*Data rows:*
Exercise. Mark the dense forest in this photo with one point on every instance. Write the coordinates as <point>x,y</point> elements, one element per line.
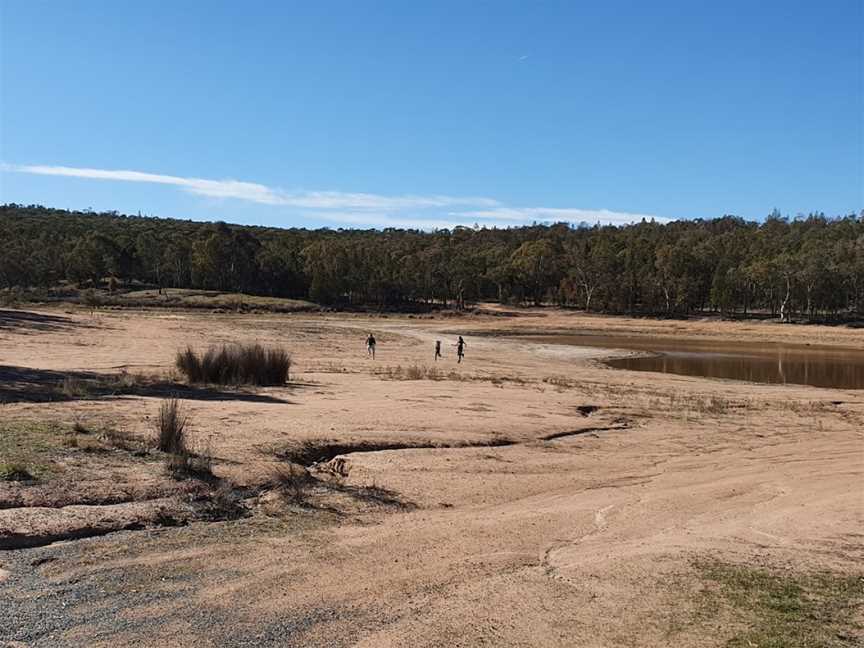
<point>808,267</point>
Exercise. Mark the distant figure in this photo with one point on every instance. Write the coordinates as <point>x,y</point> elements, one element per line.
<point>460,349</point>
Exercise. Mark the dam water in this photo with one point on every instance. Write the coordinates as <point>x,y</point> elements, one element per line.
<point>833,367</point>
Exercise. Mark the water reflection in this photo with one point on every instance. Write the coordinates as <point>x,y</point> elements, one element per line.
<point>763,363</point>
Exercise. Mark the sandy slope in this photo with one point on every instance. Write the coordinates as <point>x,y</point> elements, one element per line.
<point>586,539</point>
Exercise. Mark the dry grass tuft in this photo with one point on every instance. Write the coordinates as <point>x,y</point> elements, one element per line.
<point>236,364</point>
<point>292,483</point>
<point>171,427</point>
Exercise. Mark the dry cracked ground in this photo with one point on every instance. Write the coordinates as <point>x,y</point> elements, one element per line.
<point>529,497</point>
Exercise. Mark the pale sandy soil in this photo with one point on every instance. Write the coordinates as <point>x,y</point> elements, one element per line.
<point>582,540</point>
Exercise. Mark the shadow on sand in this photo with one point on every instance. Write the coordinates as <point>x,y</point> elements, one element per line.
<point>28,385</point>
<point>28,321</point>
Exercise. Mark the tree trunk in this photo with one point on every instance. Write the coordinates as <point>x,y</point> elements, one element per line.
<point>784,315</point>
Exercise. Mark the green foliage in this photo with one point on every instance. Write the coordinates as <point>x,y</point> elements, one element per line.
<point>784,609</point>
<point>809,267</point>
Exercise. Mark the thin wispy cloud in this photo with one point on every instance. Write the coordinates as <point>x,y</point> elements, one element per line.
<point>355,209</point>
<point>570,215</point>
<point>379,220</point>
<point>262,194</point>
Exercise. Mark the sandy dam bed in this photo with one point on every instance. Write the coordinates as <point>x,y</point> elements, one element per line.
<point>528,496</point>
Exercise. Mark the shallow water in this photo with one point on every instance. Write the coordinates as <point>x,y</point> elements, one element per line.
<point>753,362</point>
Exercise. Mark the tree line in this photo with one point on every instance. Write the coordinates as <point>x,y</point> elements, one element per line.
<point>808,267</point>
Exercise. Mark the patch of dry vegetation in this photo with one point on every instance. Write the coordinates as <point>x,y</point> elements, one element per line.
<point>172,438</point>
<point>236,364</point>
<point>782,609</point>
<point>424,372</point>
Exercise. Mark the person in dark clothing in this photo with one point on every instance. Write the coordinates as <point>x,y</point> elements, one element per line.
<point>460,349</point>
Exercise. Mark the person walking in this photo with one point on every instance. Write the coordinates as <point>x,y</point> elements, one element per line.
<point>460,350</point>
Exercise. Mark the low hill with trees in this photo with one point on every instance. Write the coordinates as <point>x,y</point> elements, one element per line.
<point>809,267</point>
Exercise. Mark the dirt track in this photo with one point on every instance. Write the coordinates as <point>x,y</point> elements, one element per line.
<point>581,531</point>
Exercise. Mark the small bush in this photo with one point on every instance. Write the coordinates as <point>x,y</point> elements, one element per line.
<point>251,364</point>
<point>15,472</point>
<point>188,464</point>
<point>171,428</point>
<point>292,483</point>
<point>223,503</point>
<point>73,387</point>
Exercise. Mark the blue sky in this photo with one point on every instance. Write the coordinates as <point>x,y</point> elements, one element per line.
<point>428,114</point>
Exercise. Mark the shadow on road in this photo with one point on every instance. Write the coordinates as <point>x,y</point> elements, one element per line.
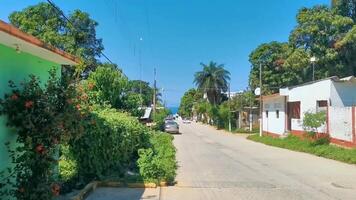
<point>124,193</point>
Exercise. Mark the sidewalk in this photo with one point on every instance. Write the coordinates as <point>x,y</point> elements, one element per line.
<point>125,194</point>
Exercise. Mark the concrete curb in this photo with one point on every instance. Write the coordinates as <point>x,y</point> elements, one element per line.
<point>91,187</point>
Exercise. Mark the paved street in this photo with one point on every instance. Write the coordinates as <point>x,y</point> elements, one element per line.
<point>217,165</point>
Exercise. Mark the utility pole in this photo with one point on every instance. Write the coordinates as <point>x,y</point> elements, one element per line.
<point>154,91</point>
<point>229,108</point>
<point>313,60</point>
<point>261,105</point>
<point>140,63</point>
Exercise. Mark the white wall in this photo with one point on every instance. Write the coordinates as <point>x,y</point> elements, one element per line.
<point>343,94</point>
<point>340,123</point>
<point>308,95</point>
<point>272,124</point>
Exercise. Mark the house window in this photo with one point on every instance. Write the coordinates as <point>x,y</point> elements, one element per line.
<point>322,103</point>
<point>294,109</point>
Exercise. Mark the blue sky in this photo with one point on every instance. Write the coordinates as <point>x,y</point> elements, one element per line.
<point>179,34</point>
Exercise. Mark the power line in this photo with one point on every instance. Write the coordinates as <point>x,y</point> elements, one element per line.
<point>65,17</point>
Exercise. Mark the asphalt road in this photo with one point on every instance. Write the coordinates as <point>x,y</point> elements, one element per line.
<point>217,165</point>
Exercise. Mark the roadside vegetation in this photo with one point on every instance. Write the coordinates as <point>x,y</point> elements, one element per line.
<point>210,103</point>
<point>324,32</point>
<point>82,126</point>
<point>304,145</point>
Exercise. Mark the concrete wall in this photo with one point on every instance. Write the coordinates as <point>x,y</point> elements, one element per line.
<point>17,66</point>
<point>272,124</point>
<point>340,123</point>
<point>308,96</point>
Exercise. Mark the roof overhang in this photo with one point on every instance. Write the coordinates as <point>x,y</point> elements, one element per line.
<point>14,38</point>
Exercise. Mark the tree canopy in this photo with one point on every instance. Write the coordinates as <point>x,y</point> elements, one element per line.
<point>321,32</point>
<point>78,36</point>
<point>188,101</point>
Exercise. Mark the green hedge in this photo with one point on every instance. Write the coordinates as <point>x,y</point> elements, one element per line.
<point>158,163</point>
<point>110,144</point>
<point>297,144</point>
<point>115,142</point>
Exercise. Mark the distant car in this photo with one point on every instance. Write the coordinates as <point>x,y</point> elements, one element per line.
<point>171,127</point>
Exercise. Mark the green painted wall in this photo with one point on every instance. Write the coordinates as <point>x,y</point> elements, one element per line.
<point>17,67</point>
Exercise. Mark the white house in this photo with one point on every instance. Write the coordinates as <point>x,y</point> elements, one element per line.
<point>283,112</point>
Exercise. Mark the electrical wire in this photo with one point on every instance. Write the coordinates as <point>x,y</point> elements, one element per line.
<point>66,18</point>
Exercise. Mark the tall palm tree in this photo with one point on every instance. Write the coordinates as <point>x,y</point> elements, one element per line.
<point>212,80</point>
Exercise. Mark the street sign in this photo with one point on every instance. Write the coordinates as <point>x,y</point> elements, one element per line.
<point>257,91</point>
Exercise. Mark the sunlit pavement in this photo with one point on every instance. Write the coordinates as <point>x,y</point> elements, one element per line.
<point>218,165</point>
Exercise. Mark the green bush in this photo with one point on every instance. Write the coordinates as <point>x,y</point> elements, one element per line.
<point>305,145</point>
<point>158,119</point>
<point>243,130</point>
<point>110,144</point>
<point>158,162</point>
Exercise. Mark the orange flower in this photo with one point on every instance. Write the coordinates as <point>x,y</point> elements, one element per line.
<point>91,86</point>
<point>21,190</point>
<point>69,101</point>
<point>56,189</point>
<point>55,141</point>
<point>14,97</point>
<point>84,97</point>
<point>28,104</point>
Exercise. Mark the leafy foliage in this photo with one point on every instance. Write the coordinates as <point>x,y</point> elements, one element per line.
<point>158,118</point>
<point>42,118</point>
<point>142,87</point>
<point>110,144</point>
<point>272,56</point>
<point>312,121</point>
<point>106,85</point>
<point>296,144</point>
<point>188,101</point>
<point>158,162</point>
<point>77,37</point>
<point>212,80</point>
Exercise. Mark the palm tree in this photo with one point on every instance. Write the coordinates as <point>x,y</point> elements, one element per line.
<point>212,80</point>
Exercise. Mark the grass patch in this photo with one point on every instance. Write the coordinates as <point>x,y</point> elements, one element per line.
<point>245,131</point>
<point>296,144</point>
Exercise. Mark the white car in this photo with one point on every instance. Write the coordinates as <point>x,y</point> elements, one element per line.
<point>186,121</point>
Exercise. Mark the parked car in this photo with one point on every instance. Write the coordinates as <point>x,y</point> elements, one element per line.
<point>171,127</point>
<point>186,121</point>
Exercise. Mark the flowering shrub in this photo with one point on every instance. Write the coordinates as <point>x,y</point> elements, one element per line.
<point>109,145</point>
<point>42,117</point>
<point>158,162</point>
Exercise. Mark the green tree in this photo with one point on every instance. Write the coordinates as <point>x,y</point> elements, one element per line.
<point>212,80</point>
<point>317,32</point>
<point>188,101</point>
<point>132,103</point>
<point>138,86</point>
<point>77,37</point>
<point>345,8</point>
<point>273,57</point>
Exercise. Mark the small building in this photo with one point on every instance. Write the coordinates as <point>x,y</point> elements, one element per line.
<point>283,113</point>
<point>21,55</point>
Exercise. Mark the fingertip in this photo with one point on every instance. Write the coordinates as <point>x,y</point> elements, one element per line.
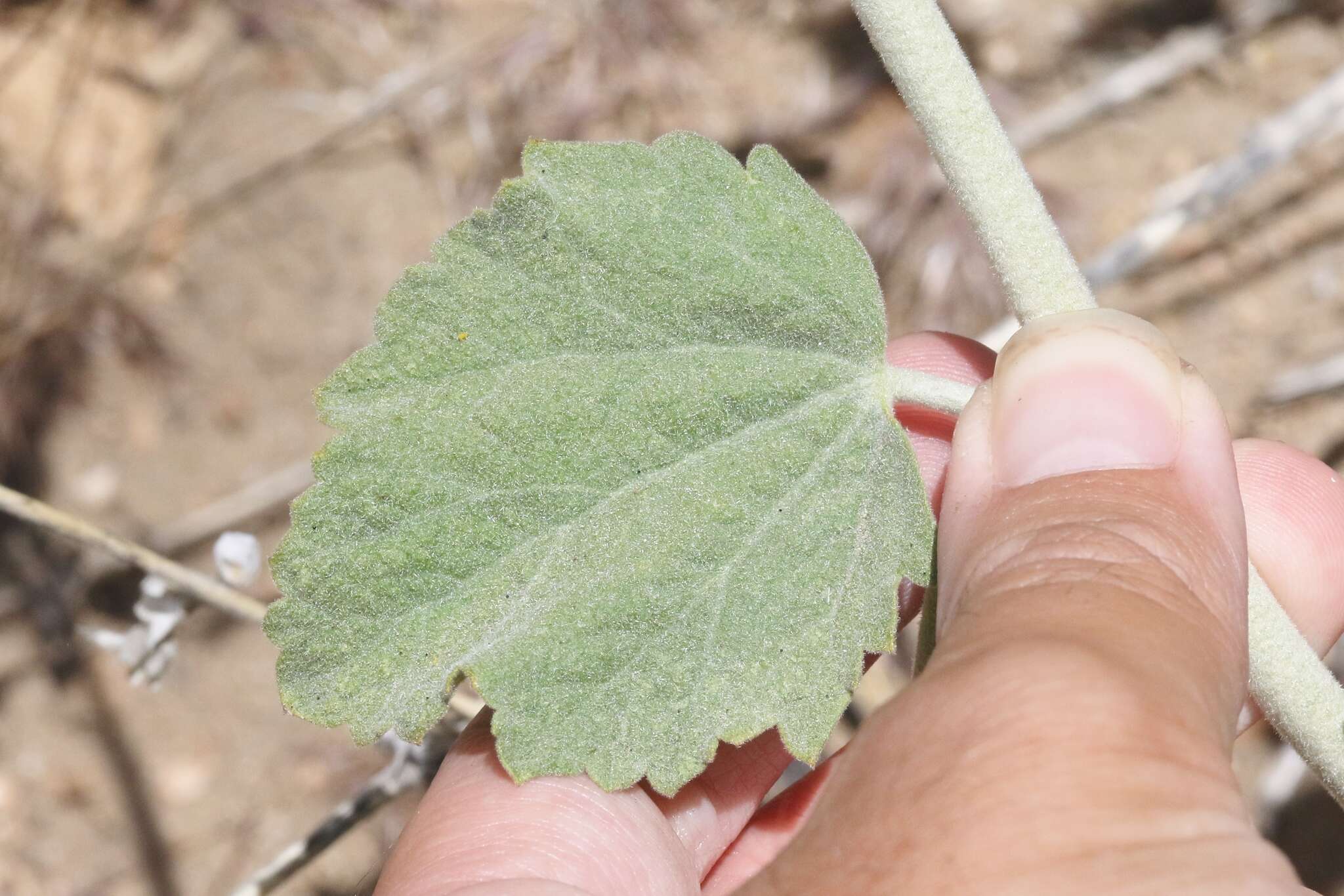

*Work to be completed:*
Express everything from the line containing "Exercise. Mark the tree canopy" down to the line containing "<point>218,165</point>" as a two-column CSV headed instruction and points, with one CSV record for each of those rows. Put the row's text and its answer each in a single quoted field, with line breaks replaced by spaces.

*Final answer:*
instruction,points
"Exercise. Mark the tree canopy in this photo with one point on every instance. Write the coordinates as <point>x,y</point> elements, one element per line.","<point>321,32</point> <point>78,36</point> <point>188,101</point>"
"Exercise. Mark the green hedge in this photo with one point on every instance. Write the coordinates as <point>x,y</point> elements, one element per line.","<point>158,163</point> <point>110,144</point> <point>297,144</point> <point>115,142</point>"
"Exercise. Mark the distant car in this photo with one point on every instance. Write the coordinates as <point>x,y</point> elements, one element per line.","<point>171,127</point>"
"Exercise. Mark the green painted wall in this photo with one point on every instance. Write the coordinates as <point>x,y</point> elements, one element per line.","<point>17,67</point>"
"Exercise. Mark the white house in this photo with one point on every instance. Write the coordinates as <point>x,y</point> elements, one element per line.","<point>283,112</point>"
"Exercise. Mark the electrical wire in this photo with one point on every instance. Write the coordinates as <point>x,y</point> elements, one element per line.","<point>66,18</point>"
"Exercise. Mark the tall palm tree in this photo with one point on every instance. Write the coordinates as <point>x,y</point> elements, one element per line.","<point>212,80</point>"
"Exercise. Mark the street sign in this photo with one point on every instance. Write the coordinates as <point>x,y</point> elements, one element per line.","<point>257,91</point>"
"Exercise. Mark the sunlit pavement in this photo with one point on every instance. Write the coordinates as <point>x,y</point> elements, one element per line.","<point>218,165</point>"